* _Problem statement_:
A line below contains "whenever you get a sec, find the helicopter", and a later one contains "whenever you get a sec, find the grey". Repeat both, with every line between them, exactly.

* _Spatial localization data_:
-------------------------

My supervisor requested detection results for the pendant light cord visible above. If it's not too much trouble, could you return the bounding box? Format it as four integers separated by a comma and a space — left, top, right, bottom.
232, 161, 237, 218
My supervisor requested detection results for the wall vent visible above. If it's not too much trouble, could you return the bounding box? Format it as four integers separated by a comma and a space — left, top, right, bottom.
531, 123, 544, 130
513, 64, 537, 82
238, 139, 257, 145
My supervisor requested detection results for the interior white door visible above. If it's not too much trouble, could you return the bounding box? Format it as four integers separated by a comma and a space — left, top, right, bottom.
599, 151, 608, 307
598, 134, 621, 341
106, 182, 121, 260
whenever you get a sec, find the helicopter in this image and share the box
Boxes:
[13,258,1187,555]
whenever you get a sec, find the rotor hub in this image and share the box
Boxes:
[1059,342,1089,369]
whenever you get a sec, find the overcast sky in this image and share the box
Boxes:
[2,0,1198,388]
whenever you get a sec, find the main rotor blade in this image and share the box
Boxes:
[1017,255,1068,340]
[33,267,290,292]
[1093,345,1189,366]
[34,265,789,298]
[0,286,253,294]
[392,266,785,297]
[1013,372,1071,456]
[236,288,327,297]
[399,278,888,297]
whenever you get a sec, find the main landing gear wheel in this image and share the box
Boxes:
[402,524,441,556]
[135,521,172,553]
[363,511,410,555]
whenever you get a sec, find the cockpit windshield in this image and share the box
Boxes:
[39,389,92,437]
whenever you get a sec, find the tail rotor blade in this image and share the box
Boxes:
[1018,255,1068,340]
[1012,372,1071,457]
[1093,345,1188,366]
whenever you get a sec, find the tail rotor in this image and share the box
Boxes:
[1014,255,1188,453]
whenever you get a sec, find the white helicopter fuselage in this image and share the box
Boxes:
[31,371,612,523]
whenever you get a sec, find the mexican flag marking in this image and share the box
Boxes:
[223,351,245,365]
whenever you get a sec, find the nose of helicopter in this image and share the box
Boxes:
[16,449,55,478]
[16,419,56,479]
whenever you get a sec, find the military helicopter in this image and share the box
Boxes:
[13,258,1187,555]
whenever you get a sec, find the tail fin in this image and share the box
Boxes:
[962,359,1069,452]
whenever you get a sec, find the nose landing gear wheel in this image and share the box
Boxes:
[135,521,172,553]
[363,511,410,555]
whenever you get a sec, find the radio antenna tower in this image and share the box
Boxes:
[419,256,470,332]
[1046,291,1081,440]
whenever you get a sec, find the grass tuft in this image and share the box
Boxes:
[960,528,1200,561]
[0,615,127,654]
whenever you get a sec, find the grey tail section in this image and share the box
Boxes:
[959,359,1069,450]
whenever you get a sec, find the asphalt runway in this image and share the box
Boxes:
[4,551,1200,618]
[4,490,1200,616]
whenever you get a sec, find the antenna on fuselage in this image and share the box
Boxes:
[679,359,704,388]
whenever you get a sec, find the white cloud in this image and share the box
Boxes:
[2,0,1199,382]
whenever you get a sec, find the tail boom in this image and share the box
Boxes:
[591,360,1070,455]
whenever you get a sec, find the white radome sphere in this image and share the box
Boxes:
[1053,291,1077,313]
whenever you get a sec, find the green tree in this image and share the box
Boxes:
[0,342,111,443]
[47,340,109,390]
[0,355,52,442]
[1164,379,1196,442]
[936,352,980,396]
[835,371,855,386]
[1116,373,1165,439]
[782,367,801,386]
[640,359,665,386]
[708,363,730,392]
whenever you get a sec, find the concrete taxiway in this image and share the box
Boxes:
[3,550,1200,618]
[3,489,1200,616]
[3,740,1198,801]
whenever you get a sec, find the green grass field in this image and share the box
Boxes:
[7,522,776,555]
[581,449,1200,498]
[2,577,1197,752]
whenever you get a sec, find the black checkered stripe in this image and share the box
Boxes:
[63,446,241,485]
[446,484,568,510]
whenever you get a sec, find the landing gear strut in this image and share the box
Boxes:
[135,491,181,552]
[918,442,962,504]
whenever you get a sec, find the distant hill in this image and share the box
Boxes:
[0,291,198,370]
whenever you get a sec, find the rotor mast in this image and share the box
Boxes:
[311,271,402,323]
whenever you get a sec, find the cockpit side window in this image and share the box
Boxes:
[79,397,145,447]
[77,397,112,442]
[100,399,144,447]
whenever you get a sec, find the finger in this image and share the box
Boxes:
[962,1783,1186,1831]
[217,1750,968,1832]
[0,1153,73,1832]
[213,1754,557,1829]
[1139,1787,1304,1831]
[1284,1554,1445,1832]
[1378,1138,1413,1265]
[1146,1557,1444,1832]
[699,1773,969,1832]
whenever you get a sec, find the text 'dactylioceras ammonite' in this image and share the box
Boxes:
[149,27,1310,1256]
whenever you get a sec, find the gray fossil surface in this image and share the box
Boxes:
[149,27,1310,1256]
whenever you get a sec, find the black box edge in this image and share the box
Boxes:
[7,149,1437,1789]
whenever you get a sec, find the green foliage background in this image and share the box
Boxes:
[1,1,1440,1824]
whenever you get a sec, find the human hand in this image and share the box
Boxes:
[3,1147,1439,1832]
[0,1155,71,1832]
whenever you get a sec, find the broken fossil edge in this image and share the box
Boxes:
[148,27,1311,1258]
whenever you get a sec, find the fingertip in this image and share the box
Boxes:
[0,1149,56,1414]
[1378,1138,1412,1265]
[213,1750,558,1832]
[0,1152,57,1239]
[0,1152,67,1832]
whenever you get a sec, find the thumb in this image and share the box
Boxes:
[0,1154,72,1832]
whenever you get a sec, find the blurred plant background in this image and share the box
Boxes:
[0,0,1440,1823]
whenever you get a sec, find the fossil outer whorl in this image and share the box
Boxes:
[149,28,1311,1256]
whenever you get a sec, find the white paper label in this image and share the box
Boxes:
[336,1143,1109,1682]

-------------------------

* _Solution_:
whenever you get a sec, find the helicopter in this image and share the box
Boxes:
[13,258,1187,555]
whenever you get a sec, find the rotor hub in this image and share the box
Boxes:
[1059,342,1089,369]
whenever you get a sec, find the overcast sky in this image and share the box
Boxes:
[2,0,1198,388]
whenever you get a sec, find the main rotor blade in this image and share the box
Boxes:
[1017,255,1068,340]
[33,267,290,292]
[1093,345,1189,366]
[34,265,789,298]
[0,286,253,294]
[392,266,785,297]
[1013,372,1071,456]
[236,288,327,297]
[399,278,888,297]
whenever you get a sec, find the main landing gear wheel in this image and share the box
Boxes:
[402,524,441,556]
[135,521,172,553]
[363,511,410,555]
whenever you get a sec, find the cockpit windshield in this image and share the box
Boxes:
[39,389,92,437]
whenever you get a sec, find the tail rotor blade in this image and share the box
Boxes:
[1018,255,1068,340]
[1012,372,1071,457]
[1093,345,1188,366]
whenever you get a sec, find the tail rotor in this image and share the box
Boxes:
[1014,255,1188,453]
whenever you get a sec, find the white helicopter fuselage in this image and share the box
Boxes:
[31,371,612,523]
whenever you get a sec, find the mexican flag marking in this image and share the box
Boxes:
[223,351,245,365]
whenever you get a sec, find the nose of helicopter in this image and share the box
Boxes:
[16,449,55,478]
[16,419,56,479]
whenever you get a sec, find the military helicopter in this image and share the box
Boxes:
[13,258,1187,555]
whenever you get a sec, find the tail fin in this image and share the box
Boxes:
[962,359,1069,452]
whenever you get a sec, find the nose landing gear wheel in this image and share the box
Boxes:
[135,521,172,553]
[363,511,410,555]
whenever you get a sec, find the radio antenna tower in this image and share the box
Boxes:
[419,256,470,332]
[1046,291,1081,440]
whenever you get a sec, find the grass tuft in this image and share the box
Boxes:
[960,528,1200,561]
[0,615,127,654]
whenever you get a sec, find the grey tail section in this image and share the box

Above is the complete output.